:: Work to be completed ::
Could you return the lines below exactly, from the first line up to and including the line that holds "Each pair is formatted like [106, 27]."?

*** Input material

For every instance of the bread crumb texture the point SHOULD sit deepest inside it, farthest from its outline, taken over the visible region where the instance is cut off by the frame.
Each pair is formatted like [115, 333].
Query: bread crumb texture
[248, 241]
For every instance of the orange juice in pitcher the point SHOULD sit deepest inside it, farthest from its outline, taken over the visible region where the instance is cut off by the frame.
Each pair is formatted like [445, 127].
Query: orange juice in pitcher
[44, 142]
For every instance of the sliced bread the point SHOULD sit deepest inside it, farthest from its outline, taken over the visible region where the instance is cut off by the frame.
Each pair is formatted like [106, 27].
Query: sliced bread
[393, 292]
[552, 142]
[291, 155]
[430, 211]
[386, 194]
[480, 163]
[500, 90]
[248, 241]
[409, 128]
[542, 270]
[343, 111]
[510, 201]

******

:: Output for this task ::
For every instance of the bread crumb texture the point SHOULD sit deepest inside it, farthest from its outline, taken over the visible region where the instance is cut off by the frame.
Each pair is formatted like [115, 333].
Query: bread crumb texture
[248, 241]
For every instance of the orange juice in pitcher the point SHOULD sit deepest inside it, farthest from its outline, taken over the visible region where the instance is cut off by the frame.
Each pair is formatted like [445, 127].
Query: orange juice in pitcher
[44, 142]
For every instance of the sliced bread the point SHOULD sit deepest inside it, farthest from its outline, taken over the visible region where the instance is cut off by the frame.
Each pair is formatted like [106, 27].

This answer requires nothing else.